AIM -
Find each line in the rows below that contains the string "overcast" and copy those lines.

begin MATERIAL SHOWN

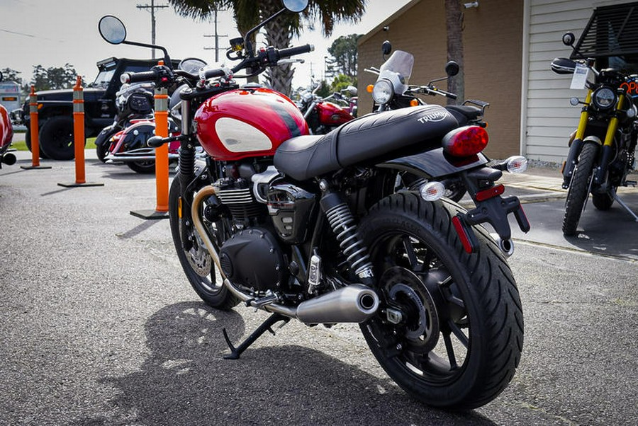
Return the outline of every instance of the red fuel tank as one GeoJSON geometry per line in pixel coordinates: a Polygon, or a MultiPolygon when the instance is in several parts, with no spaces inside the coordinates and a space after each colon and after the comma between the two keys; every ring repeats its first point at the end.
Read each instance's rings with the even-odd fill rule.
{"type": "MultiPolygon", "coordinates": [[[[13,127],[9,119],[9,113],[0,105],[0,148],[9,146],[13,137],[13,127]]],[[[1,152],[1,151],[0,151],[1,152]]]]}
{"type": "Polygon", "coordinates": [[[349,113],[332,102],[322,102],[317,105],[319,110],[319,122],[324,125],[342,125],[354,120],[349,113]]]}
{"type": "Polygon", "coordinates": [[[236,89],[206,100],[195,113],[197,139],[216,160],[274,155],[282,142],[308,134],[299,109],[268,88],[236,89]]]}

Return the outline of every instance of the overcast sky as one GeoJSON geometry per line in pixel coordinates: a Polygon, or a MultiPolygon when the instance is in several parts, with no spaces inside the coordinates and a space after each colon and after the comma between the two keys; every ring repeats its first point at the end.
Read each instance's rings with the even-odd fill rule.
{"type": "MultiPolygon", "coordinates": [[[[311,69],[316,79],[323,76],[323,58],[335,38],[364,34],[408,1],[368,0],[361,21],[337,25],[328,40],[321,35],[319,25],[315,31],[305,30],[293,44],[314,44],[315,50],[299,57],[306,62],[295,66],[294,85],[308,84],[311,69]]],[[[155,4],[168,4],[162,0],[155,0],[155,4]]],[[[101,16],[115,15],[126,25],[128,40],[150,42],[150,11],[136,7],[150,4],[150,0],[0,0],[0,69],[21,71],[21,76],[28,82],[34,65],[48,68],[68,62],[91,81],[97,74],[95,63],[99,59],[111,56],[151,57],[150,51],[143,47],[108,44],[97,30],[101,16]]],[[[213,33],[211,22],[181,18],[170,7],[156,9],[155,18],[156,42],[167,47],[172,57],[196,57],[214,62],[214,51],[205,50],[214,46],[213,38],[204,37],[213,33]]],[[[218,25],[220,35],[238,35],[228,13],[220,14],[218,25]]],[[[225,47],[228,41],[228,38],[220,39],[220,46],[225,47]]],[[[225,59],[223,52],[220,57],[220,61],[225,59]]]]}

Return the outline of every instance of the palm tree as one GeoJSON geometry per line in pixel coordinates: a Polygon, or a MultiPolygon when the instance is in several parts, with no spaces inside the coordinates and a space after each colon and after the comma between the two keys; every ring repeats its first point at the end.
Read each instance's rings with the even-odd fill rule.
{"type": "MultiPolygon", "coordinates": [[[[308,21],[320,20],[326,37],[340,21],[357,22],[365,11],[367,0],[310,0],[303,12],[308,21]]],[[[182,16],[209,19],[216,11],[228,8],[233,11],[237,28],[244,35],[265,18],[282,7],[281,0],[169,0],[182,16]]],[[[283,13],[266,25],[266,42],[278,49],[290,45],[293,35],[298,35],[302,25],[297,13],[283,13]]],[[[269,69],[266,71],[272,88],[289,94],[294,70],[289,64],[269,69]]]]}
{"type": "Polygon", "coordinates": [[[465,97],[465,79],[463,72],[463,14],[459,0],[445,0],[445,25],[447,29],[447,60],[456,61],[461,71],[447,81],[447,89],[457,96],[454,100],[447,98],[448,104],[458,104],[465,97]]]}

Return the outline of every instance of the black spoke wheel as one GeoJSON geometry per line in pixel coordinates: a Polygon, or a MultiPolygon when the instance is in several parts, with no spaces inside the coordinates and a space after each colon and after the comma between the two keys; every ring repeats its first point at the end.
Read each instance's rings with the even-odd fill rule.
{"type": "Polygon", "coordinates": [[[75,158],[73,142],[73,120],[66,115],[48,119],[40,129],[40,149],[53,160],[75,158]]]}
{"type": "Polygon", "coordinates": [[[598,152],[598,146],[590,142],[585,144],[578,156],[578,163],[573,171],[573,176],[569,185],[565,216],[563,217],[563,234],[566,236],[576,235],[585,202],[589,195],[589,183],[598,152]]]}
{"type": "Polygon", "coordinates": [[[146,160],[143,161],[129,161],[126,163],[132,171],[142,175],[149,175],[155,173],[155,161],[146,160]]]}
{"type": "Polygon", "coordinates": [[[591,195],[591,202],[594,207],[599,210],[609,210],[614,204],[614,194],[616,193],[615,186],[603,193],[591,195]]]}
{"type": "MultiPolygon", "coordinates": [[[[239,303],[228,289],[224,287],[221,275],[216,269],[215,263],[208,253],[203,242],[197,235],[194,227],[189,226],[189,236],[193,241],[189,250],[184,250],[181,243],[182,226],[187,226],[179,217],[179,197],[181,185],[179,175],[173,179],[169,192],[169,216],[171,234],[177,252],[177,257],[195,292],[209,306],[218,309],[228,310],[239,303]]],[[[207,224],[213,230],[213,244],[218,247],[223,237],[218,235],[223,226],[221,221],[216,224],[207,224]]]]}
{"type": "Polygon", "coordinates": [[[468,409],[493,400],[511,380],[523,319],[511,271],[483,228],[474,229],[478,252],[464,251],[452,225],[461,209],[403,192],[371,209],[359,234],[381,305],[361,328],[405,391],[431,405],[468,409]]]}

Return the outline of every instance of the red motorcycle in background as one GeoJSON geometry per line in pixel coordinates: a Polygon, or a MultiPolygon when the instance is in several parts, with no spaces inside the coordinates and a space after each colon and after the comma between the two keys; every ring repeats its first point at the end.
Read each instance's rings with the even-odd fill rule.
{"type": "MultiPolygon", "coordinates": [[[[181,134],[147,142],[180,143],[169,194],[177,257],[208,306],[242,303],[271,313],[237,347],[224,332],[225,357],[239,358],[280,321],[359,323],[379,364],[413,397],[454,408],[488,403],[512,379],[523,342],[520,299],[502,248],[513,247],[510,213],[522,231],[530,226],[518,199],[501,197],[505,188],[496,183],[507,161],[488,167],[477,156],[486,130],[459,125],[437,105],[368,114],[309,134],[288,97],[236,81],[313,50],[253,48],[260,28],[286,9],[303,11],[308,1],[284,4],[231,40],[226,56],[235,67],[197,74],[172,69],[162,47],[126,41],[117,18],[99,24],[108,42],[164,52],[167,65],[125,74],[129,82],[189,81],[179,93],[181,134]],[[198,144],[206,151],[200,159],[198,144]],[[423,173],[406,156],[441,147],[440,161],[463,180],[475,209],[443,197],[439,182],[397,190],[398,173],[423,173]]],[[[286,347],[276,357],[291,356],[286,347]]],[[[250,386],[254,374],[237,379],[250,386]]]]}
{"type": "Polygon", "coordinates": [[[350,97],[335,92],[325,98],[316,94],[320,87],[320,84],[312,92],[302,92],[298,105],[313,134],[325,134],[357,117],[356,87],[351,86],[342,91],[347,92],[350,97]],[[347,104],[347,106],[337,105],[331,100],[347,104]]]}
{"type": "MultiPolygon", "coordinates": [[[[0,81],[2,81],[2,73],[0,72],[0,81]]],[[[9,118],[9,112],[0,104],[0,168],[2,163],[11,166],[16,163],[16,156],[7,152],[13,139],[13,126],[9,118]]]]}

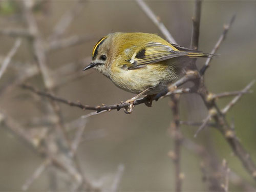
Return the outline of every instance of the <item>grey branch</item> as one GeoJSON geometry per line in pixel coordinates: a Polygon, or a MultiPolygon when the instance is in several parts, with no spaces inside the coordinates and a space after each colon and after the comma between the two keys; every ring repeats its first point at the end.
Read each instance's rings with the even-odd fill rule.
{"type": "Polygon", "coordinates": [[[230,109],[230,108],[233,106],[241,98],[242,96],[243,95],[243,93],[248,92],[251,87],[255,83],[255,80],[253,80],[250,82],[238,96],[235,97],[222,110],[222,112],[223,114],[225,114],[230,109]]]}
{"type": "MultiPolygon", "coordinates": [[[[32,86],[23,84],[21,85],[21,87],[23,89],[27,89],[28,90],[31,91],[31,92],[40,95],[41,96],[47,97],[50,99],[54,100],[55,101],[61,102],[62,103],[65,103],[68,104],[70,106],[76,106],[79,108],[83,110],[93,110],[96,111],[97,113],[100,112],[101,111],[107,111],[110,112],[112,110],[117,110],[117,111],[120,110],[122,108],[127,108],[131,103],[128,102],[121,102],[120,103],[117,103],[115,104],[112,104],[110,105],[105,105],[104,104],[102,104],[102,106],[90,106],[88,105],[84,105],[81,103],[80,102],[74,102],[71,101],[66,99],[63,99],[62,98],[57,97],[51,93],[46,93],[44,92],[40,91],[37,90],[36,89],[34,88],[32,86]]],[[[168,93],[168,92],[167,92],[168,93]]],[[[186,93],[186,92],[184,92],[186,93]]],[[[169,92],[169,95],[172,95],[173,94],[176,94],[177,93],[182,93],[182,92],[181,90],[174,90],[172,92],[172,94],[169,92]]],[[[164,95],[163,95],[164,96],[164,95]]],[[[156,100],[156,98],[154,98],[154,100],[156,100]]],[[[134,101],[134,105],[137,105],[141,103],[144,103],[148,101],[148,98],[146,97],[144,97],[142,99],[137,99],[134,101]]],[[[92,115],[94,115],[93,113],[92,115]]],[[[91,114],[89,115],[91,116],[91,114]]]]}
{"type": "Polygon", "coordinates": [[[54,27],[52,34],[49,38],[49,40],[57,39],[64,33],[75,16],[82,11],[83,8],[82,4],[84,2],[77,1],[73,7],[63,15],[54,27]]]}
{"type": "MultiPolygon", "coordinates": [[[[181,124],[184,124],[185,125],[189,126],[199,126],[202,125],[203,122],[196,122],[196,121],[180,121],[180,123],[181,124]]],[[[215,123],[208,123],[206,124],[207,126],[211,126],[213,127],[217,127],[217,124],[215,123]]]]}
{"type": "MultiPolygon", "coordinates": [[[[221,35],[220,38],[219,38],[219,40],[218,40],[217,42],[216,43],[216,45],[215,45],[215,46],[214,46],[214,49],[212,49],[212,50],[211,50],[211,52],[210,52],[211,54],[214,54],[215,53],[216,53],[216,51],[217,51],[217,50],[218,50],[221,43],[225,39],[225,38],[226,37],[227,32],[228,31],[228,30],[230,29],[231,25],[234,22],[235,18],[236,18],[236,15],[234,15],[232,17],[230,21],[229,22],[229,23],[227,25],[224,25],[223,26],[223,28],[224,28],[223,32],[222,32],[222,34],[221,35]]],[[[210,58],[210,57],[207,58],[206,61],[205,62],[205,63],[204,64],[204,66],[200,70],[200,74],[201,75],[203,75],[204,74],[205,71],[209,67],[210,62],[212,59],[212,57],[211,58],[210,58]]]]}
{"type": "Polygon", "coordinates": [[[208,124],[209,121],[210,120],[212,116],[212,114],[209,113],[209,114],[208,114],[208,116],[205,118],[205,119],[204,119],[203,120],[203,123],[202,123],[201,126],[199,127],[199,128],[198,128],[198,129],[196,132],[196,133],[195,134],[195,135],[194,136],[194,137],[196,137],[197,136],[197,135],[198,134],[198,133],[200,131],[201,131],[202,130],[203,130],[203,129],[207,125],[207,124],[208,124]]]}
{"type": "Polygon", "coordinates": [[[14,55],[14,54],[15,54],[16,52],[17,51],[17,50],[20,46],[21,43],[22,43],[22,40],[20,38],[17,39],[13,48],[12,48],[11,51],[10,51],[10,52],[8,53],[7,56],[3,61],[3,63],[1,65],[1,67],[0,68],[0,79],[2,77],[4,73],[5,73],[5,70],[6,70],[7,67],[8,66],[8,65],[10,63],[10,61],[11,61],[11,59],[12,59],[13,55],[14,55]]]}
{"type": "Polygon", "coordinates": [[[14,37],[30,37],[31,34],[27,29],[4,29],[0,30],[0,34],[9,35],[14,37]]]}
{"type": "Polygon", "coordinates": [[[140,7],[141,9],[142,9],[145,13],[146,13],[147,16],[150,17],[155,25],[157,26],[158,29],[159,29],[162,33],[163,33],[167,40],[172,44],[177,44],[176,41],[173,37],[168,29],[167,29],[164,25],[160,21],[159,17],[157,17],[155,13],[154,13],[147,5],[146,5],[146,4],[144,2],[143,0],[136,0],[136,2],[140,7]]]}

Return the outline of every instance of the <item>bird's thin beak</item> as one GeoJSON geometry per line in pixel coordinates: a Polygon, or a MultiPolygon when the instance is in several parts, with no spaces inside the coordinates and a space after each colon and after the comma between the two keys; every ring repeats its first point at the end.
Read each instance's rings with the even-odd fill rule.
{"type": "Polygon", "coordinates": [[[91,69],[94,66],[95,66],[97,65],[97,63],[95,62],[91,62],[90,63],[87,67],[86,67],[83,69],[82,70],[83,71],[86,71],[88,69],[91,69]]]}

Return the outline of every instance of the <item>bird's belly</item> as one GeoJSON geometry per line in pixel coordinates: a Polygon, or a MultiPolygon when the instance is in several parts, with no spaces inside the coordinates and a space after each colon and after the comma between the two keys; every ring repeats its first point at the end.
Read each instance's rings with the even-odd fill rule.
{"type": "Polygon", "coordinates": [[[150,91],[145,94],[156,94],[178,78],[168,66],[164,67],[159,69],[153,64],[138,69],[122,70],[115,73],[111,79],[118,87],[131,93],[138,94],[150,88],[150,91]]]}

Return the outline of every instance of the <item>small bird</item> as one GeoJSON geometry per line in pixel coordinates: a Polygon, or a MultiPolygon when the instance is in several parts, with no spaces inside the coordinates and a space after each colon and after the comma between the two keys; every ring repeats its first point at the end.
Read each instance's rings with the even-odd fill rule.
{"type": "MultiPolygon", "coordinates": [[[[184,75],[191,58],[212,55],[170,44],[157,34],[144,33],[110,33],[93,49],[92,62],[83,71],[94,68],[119,88],[154,95],[184,75]]],[[[127,102],[132,111],[135,96],[127,102]]]]}

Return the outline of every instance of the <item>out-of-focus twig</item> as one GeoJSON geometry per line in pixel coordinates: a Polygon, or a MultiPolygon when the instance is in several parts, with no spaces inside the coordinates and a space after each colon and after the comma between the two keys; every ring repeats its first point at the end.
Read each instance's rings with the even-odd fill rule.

end MATERIAL SHOWN

RESPONSE TO THE TASK -
Return the outline of every instance of the overcast sky as one GeoJSON geometry per line in pixel coordinates: a Polygon, or a MultiPolygon when the instance is in several parts, with no spaces inside the coordinates and a space after each colon and after the comma between the two keys; every ring repeats its first point at the end.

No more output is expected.